> _TEKS_
+---+
Dari kronologis di atas kemudian dapat disimpulkan apabila unsur materiil dari suatu ketetapan pajak dinilai kuat, maka disarankan untuk tidak melakukan permohonan keberatan sebagaimana diatur pada Pasal 25 UU KUP. Karena ditolaknya keberatan dapat mengakibatkan bertambahnya pajak yang masih harus dibayar berupa penerbitan STP sebesar 30% dari selisih jumlah yg disetujui dalam pembahasan akhir  dan dibayarkan pada saat akan diajukan keberatan, dengan jumlah dalam Surat Keputusan Keberatan. Mengenai upaya hukum banding yang diatur di Pasal 27, yang merupakan alternatif setelah Surat Keputusan Keberatan tidak sesuai dengan harapan wajib pajak juga memiliki risiko menambah jumlah pajak yang masih harus dibayar berupa penerbitan STP sebesar 60% dari selisih jumlah yg disetujui dalam pembahasan akhir  dan dibayarkan pada saat akan diajukan keberatan, dengan jumlah dalam putusan banding pengadilan pajak. Untuk mengakomodir sengketa pajak yang secara formil lebih menguntungkan wajib pajak, dapat dilakukan dengan mengajukan permohonan pembatalan / pengurangan SKPKB yang tidak benar sebagaimana diatur pada Pasal 36 ayat 1b UU KUP s.t.t.d dengan UU HPP.
+---+
> _INFORMASI YANG DIBERIKAN_
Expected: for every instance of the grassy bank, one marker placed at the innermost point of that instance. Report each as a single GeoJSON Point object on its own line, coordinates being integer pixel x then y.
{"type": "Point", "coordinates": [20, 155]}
+---+
> _TUGAS YANG DIBERIKAN_
Tulis ulang seluruh teks tentang keberatan dan banding pajak di atas tanpa mengubah satu kata pun.

> _HASIL DI BAWAH_
Dari kronologis di atas kemudian dapat disimpulkan apabila unsur materiil dari suatu ketetapan pajak dinilai kuat, maka disarankan untuk tidak melakukan permohonan keberatan sebagaimana diatur pada Pasal 25 UU KUP. Karena ditolaknya keberatan dapat mengakibatkan bertambahnya pajak yang masih harus dibayar berupa penerbitan STP sebesar 30% dari selisih jumlah yg disetujui dalam pembahasan akhir  dan dibayarkan pada saat akan diajukan keberatan, dengan jumlah dalam Surat Keputusan Keberatan. Mengenai upaya hukum banding yang diatur di Pasal 27, yang merupakan alternatif setelah Surat Keputusan Keberatan tidak sesuai dengan harapan wajib pajak juga memiliki risiko menambah jumlah pajak yang masih harus dibayar berupa penerbitan STP sebesar 60% dari selisih jumlah yg disetujui dalam pembahasan akhir  dan dibayarkan pada saat akan diajukan keberatan, dengan jumlah dalam putusan banding pengadilan pajak. Untuk mengakomodir sengketa pajak yang secara formil lebih menguntungkan wajib pajak, dapat dilakukan dengan mengajukan permohonan pembatalan / pengurangan SKPKB yang tidak benar sebagaimana diatur pada Pasal 36 ayat 1b UU KUP s.t.t.d dengan UU HPP.